• _Source excerpt_
-- start --

Count Matvei Ivanovich Platov (8 (19) August 1753 – 3 (15) January 1818) was a Russian general who commanded the Don Cossacks in the Napoleonic wars and founded Novocherkassk as the new capital of the Don Host Province.

Biography
Platov was born in Pribilyanskoe and began his service in the Don Cossacks in 1766 becoming an yesaul in 1769. He distinguished himself in the 1771 Crimean campaign and was promoted to the command of a Cossack regiment in 1772. Between 1774 and 1784 he fought against the Crimean Tatars, in 1774 and again in 1782 serving under Alexander Suvorov in the Kuban Valley, Chechnya and Dagestan. In 1790 he was awarded the Order of St George (4th Class) for his participation in the capture of Ochakov, and after actions in Akkerman, Bender, and Kaushani for which he was promoted to brigadier general, he was awarded the Order of St George (3rd Class) for the storming of Izmail. For his bravery during the assault he was promoted to ataman of the Ekaterinoslav and Chuguev Cossacks, and on 12 January 1793 he was promoted to major-general. During 1796 he was awarded the Order of St. Vladimir (3rd class) and a golden sword for courage in the Persian Campaign.

-- end --

• _Problems and tasks_
1/ Select each line in the records that contains the string "pole", treating uppercase and lowercase letters as different.
2/ Pick up the Platov biography after its final sentence and write what comes next.
The Platov biography has no connection to the records.

[Entries from a point annotation set]

-- start --

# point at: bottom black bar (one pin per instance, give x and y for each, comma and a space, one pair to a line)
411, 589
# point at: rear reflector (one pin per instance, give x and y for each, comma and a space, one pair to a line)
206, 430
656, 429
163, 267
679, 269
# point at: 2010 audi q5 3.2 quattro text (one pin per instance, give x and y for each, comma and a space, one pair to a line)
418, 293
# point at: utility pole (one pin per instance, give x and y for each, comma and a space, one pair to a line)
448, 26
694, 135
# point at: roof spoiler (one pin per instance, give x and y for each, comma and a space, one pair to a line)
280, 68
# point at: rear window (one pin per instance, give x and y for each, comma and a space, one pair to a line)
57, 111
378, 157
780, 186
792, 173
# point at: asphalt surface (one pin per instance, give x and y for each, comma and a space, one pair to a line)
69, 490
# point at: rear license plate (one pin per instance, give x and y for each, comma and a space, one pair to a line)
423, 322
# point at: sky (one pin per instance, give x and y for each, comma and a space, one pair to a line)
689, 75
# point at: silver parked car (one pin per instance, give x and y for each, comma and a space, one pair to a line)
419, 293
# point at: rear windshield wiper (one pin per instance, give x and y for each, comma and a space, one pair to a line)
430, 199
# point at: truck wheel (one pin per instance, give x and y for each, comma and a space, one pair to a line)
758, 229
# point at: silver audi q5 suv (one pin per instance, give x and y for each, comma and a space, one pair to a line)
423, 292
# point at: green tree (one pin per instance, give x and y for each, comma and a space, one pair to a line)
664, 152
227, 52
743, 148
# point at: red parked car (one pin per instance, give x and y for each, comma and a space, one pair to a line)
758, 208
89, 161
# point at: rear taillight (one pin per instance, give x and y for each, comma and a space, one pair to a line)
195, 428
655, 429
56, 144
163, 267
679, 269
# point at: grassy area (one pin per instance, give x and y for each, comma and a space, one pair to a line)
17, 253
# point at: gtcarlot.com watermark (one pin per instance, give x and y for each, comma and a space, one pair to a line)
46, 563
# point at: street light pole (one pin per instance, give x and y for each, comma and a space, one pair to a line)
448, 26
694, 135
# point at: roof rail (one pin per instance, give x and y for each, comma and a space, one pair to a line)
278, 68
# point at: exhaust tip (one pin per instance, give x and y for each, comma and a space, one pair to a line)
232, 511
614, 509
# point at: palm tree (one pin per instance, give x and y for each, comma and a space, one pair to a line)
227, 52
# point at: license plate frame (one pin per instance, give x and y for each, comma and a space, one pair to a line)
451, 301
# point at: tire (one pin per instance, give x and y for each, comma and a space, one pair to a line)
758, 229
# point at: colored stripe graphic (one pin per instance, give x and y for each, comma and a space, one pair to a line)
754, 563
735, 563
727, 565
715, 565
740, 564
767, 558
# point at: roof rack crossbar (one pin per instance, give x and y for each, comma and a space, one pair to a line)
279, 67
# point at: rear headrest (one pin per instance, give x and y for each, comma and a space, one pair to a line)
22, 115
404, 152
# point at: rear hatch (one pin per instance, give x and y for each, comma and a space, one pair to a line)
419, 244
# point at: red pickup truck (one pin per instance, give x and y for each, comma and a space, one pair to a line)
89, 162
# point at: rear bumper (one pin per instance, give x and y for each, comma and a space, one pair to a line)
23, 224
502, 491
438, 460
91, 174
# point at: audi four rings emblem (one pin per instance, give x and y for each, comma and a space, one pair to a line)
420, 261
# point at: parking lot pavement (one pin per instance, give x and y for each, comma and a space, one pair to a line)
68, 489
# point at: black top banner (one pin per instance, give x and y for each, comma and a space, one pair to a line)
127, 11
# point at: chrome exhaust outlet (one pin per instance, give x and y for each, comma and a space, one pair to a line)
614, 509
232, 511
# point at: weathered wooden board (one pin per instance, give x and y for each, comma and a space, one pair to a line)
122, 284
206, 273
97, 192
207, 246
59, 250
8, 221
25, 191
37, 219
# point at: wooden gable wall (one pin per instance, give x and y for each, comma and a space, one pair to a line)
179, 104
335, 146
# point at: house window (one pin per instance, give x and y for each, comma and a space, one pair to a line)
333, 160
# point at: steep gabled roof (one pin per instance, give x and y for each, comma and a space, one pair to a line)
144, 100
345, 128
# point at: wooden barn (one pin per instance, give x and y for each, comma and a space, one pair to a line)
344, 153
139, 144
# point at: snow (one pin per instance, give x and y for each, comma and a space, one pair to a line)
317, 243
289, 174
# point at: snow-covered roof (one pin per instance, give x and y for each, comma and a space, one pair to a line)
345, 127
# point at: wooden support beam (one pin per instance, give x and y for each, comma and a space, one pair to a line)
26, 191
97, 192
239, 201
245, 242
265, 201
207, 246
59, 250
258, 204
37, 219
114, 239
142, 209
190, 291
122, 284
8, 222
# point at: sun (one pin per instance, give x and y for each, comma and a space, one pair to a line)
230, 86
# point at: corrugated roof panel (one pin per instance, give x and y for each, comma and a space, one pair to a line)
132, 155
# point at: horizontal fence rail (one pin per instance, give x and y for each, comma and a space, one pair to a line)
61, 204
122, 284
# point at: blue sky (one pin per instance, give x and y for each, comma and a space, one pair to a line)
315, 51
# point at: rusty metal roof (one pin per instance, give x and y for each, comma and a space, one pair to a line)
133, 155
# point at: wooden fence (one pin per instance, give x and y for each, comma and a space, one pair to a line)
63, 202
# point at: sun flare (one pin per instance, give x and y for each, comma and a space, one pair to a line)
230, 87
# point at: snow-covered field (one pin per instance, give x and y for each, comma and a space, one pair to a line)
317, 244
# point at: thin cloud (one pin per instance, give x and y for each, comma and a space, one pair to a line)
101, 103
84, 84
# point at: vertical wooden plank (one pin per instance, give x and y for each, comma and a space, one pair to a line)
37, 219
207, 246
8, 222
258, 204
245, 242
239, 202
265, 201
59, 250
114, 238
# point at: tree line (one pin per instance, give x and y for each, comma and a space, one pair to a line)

-- end --

• _Answers for the exercise_
1/
# point at: utility pole (one pin per instance, give x and y for each, comma and a space, one pair to a line)
# point at: street light pole (one pin per instance, give x and y for each, comma and a space, one pair to a line)

2/
Disgraced by the Emperor Paul I of Russia as a result of rumours spread by the emperor's courtiers, he was exiled to Kostroma, but later confined to the Peter and Paul Fortress. However, after verifying his innocence, the Emperor  awarded him the Commander's Cross of the Order of St. John of Jerusalem. Unfortunately, this also led to his appointment to the ill-fated and ill-conceived Russian expedition to India in 1800. Although the expedition only reached Orenburg,  Platov was promoted to Lieutenant-General and pokhidnii ataman (campaign leader) of the Don Cossacks with a transfer to their HQ at Novocherkask.

Upon Alexander I's accession to the throne, he was appointed ataman of the Don Cossacks. In 1805, he ordered the Cossack capital to be moved from Starocherkassk to a new location, known as Novocherkassk.

During the Polish campaign of 1806-1807, Platov commanded a Cossack corps and fought against the French at the battles of  Eylau, Guttstadt and Friedland, receiving the orders of St.George (2nd class), of St. Alexander Nevsky, and the Prussian orders of the Black Eagle and of the Red Eagle. In 1808-1809, he was active against the Turks in the Danube valley, including at the Battle of Silistra, receiving for it the Order of St.Vladimir (1st class). On 11 October 1809 Platov was promoted to General of Cavalry. Soon after the end of the campaign he returned to the Don Host and continued the reorganisation of the local Cossack administration.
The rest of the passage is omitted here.